_To do_
1) In the routing-problems passage, what is the SCSI transaction between two adapters commonly called?
2) Pick up the routing-problems passage after its last sentence and continue it.

RELATED APPLICATIONS

The present patent application claims priority to the previously filed United Kingdom patent application entitled “system and method for detecting routing problems,” filed on Jun. 24, 2006, and assigned serial no. 0612573.6.

FIELD OF THE INVENTION

The present invention relates generally to a system including a string of switches, such as a switch loop subsystem, and to a method of operating such a system. More particularly, the invention relates to detecting routing problems in such systems.

BACKGROUND OF THE INVENTION

In a non-switched Fiber Channel-Arbitrated Loop (FC-AL) disk system the fiber channel layer is configured as a loop. Any traffic sent from an adapter must traverse the whole loop successfully. This makes it easy to detect problems with the fiber channel loop as a command can be sent, and if the expected response is received then the loop must be intact. This is normally used in a dual adapter environment where one adapter will use a Small Computer System Interface (SCSI) transaction to another adapter in order to involve both the whole FC-AL, and also to ensure that both adapters are capable of opening connections and sending data on the FC-AL. This transaction is commonly called a ping.
In a switched FC-AL system, if the adapters are attached to the same switch, then the ping is only able to indicate if the one hop into and out of the first switch is functional. and gives no information about the state of the rest of the loop, which may contain several cascaded switches. The only information available is the fact that the adapters can arbitrate and gain access to the loop.
The only way, in such a system, that it is possible to tell if a loop has a problem routing traffic, is that a device in a pack attached to a switch that is located after the routing problem, fails to respond and gets a hung or lost command. These failures rely on the SCSI level timeouts to detect the problem which can be of the order of five seconds. The response to the timeout is often to log an error against the specific device rather than informing that there may be a switch/loop problem. This leads to potentially failing perfectly good drives, which in turn impacts availability of customer's data by removing redundant components unnecessarily and also impacts the cost of maintenance.

SUMMARY OF THE INVENTION

The present invention relates generally to detecting routing problems. A system of an embodiment of the invention includes an adapter and a string of switches having a head-of-string switch and a tail-of-string switch. The adapter is connected to the head-of-string switch. Each switch in the string is connected to an adjacent switch. The system further includes one or more devices connected to each respective switch. The system is arranged to periodically transmit a first signal from a first device connected to an end-of-string switch. The first signal passes through all of the switches in the string to a second device connected to the opposite end-of-string switch. A second signal is transmitted from the second device to the first device. In this way, routing problems in the switches can be detected. The first device is arranged to generate an error message, following a predefined period after transmitting the first signal, if the second signal is not received at the first device.

_Record set_
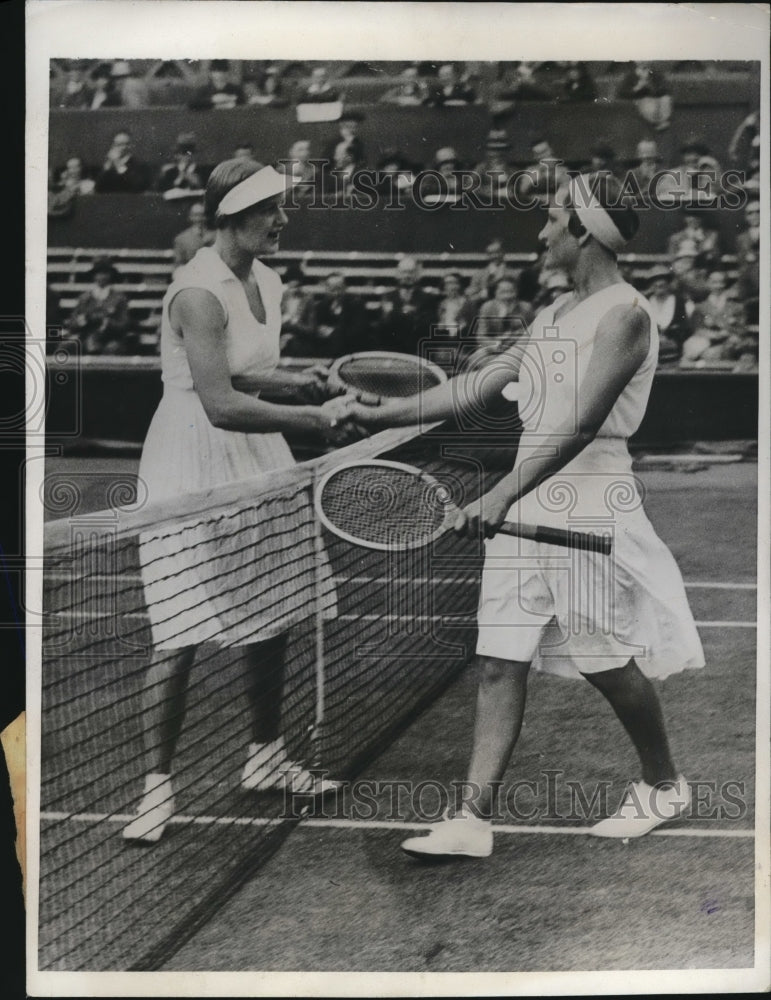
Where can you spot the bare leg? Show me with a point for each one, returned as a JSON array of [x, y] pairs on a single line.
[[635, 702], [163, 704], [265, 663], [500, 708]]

...

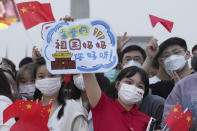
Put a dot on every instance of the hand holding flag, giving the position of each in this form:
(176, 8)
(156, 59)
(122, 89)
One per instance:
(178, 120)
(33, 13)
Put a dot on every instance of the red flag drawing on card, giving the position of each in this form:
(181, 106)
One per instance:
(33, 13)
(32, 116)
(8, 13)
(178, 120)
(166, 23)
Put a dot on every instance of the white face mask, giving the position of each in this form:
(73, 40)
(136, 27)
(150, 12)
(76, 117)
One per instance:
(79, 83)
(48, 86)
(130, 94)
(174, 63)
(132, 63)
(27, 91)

==

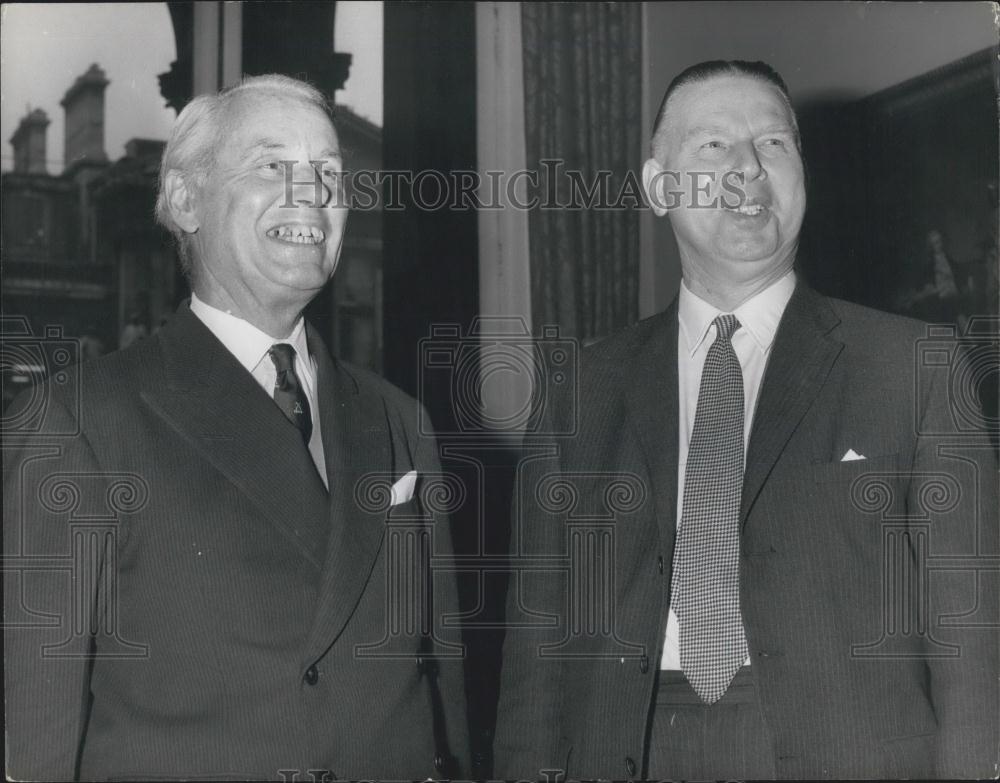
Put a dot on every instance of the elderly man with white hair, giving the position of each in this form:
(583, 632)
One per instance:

_The results_
1) A ping.

2)
BRIEF DESCRIPTION OF THE DRAWINGS

The drawings referenced herein form a part of the specification. Features shown in the drawing are meant as illustrative of only some embodiments of the invention, and not of all embodiments of the invention, unless otherwise explicitly indicated, and implications to the contrary are otherwise not to be made.
FIG. 1 is a schematic diagram of a system including a switched FC-AL loop, according to an embodiment of the invention.
FIG. 2 is schematic diagram of the system of FIG. 1, showing a conventional ping traversing components in the system, according to an embodiment of the invention.
FIG. 3 is schematic diagram of the system of FIG. 1, showing signals traversing components in the system, according to an embodiment of the invention.
FIG. 4 is a flowchart of a method of operating the system of FIG. 1, according to an embodiment of the invention.

DETAILED DESCRIPTION OF THE INVENTION

In the following detailed description of exemplary embodiments of the invention, reference is made to the accompanying drawings that form a part hereof, and in which is shown by way of illustration specific exemplary embodiments in which the invention may be practiced. These embodiments are described in sufficient detail to enable those skilled in the art to practice the invention. Other embodiments may be utilized, and logical, mechanical, and other changes may be made without departing from the spirit or scope of the present invention. The following detailed description is, therefore, not to be taken in a limiting sense, and the scope of the present invention is defined only by the appended claims.
Overview
According to a first aspect of the present invention, a system is provided that includes an adapter, and a string of switches including a head-of-string switch and a tail-of-string switch. The adapter is connected to the head-of-string switch. Each switch in the string is connected to an adjacent switch. The system also includes one or more devices connected to each respective switch, where the system is arranged to periodically transmit a first signal from a first device connected to an end-of-string switch. The first signal passes through all of the switches in the string to a second device connected to the opposite end-of-string switch. A second signal is transmitted from the second device to the first device.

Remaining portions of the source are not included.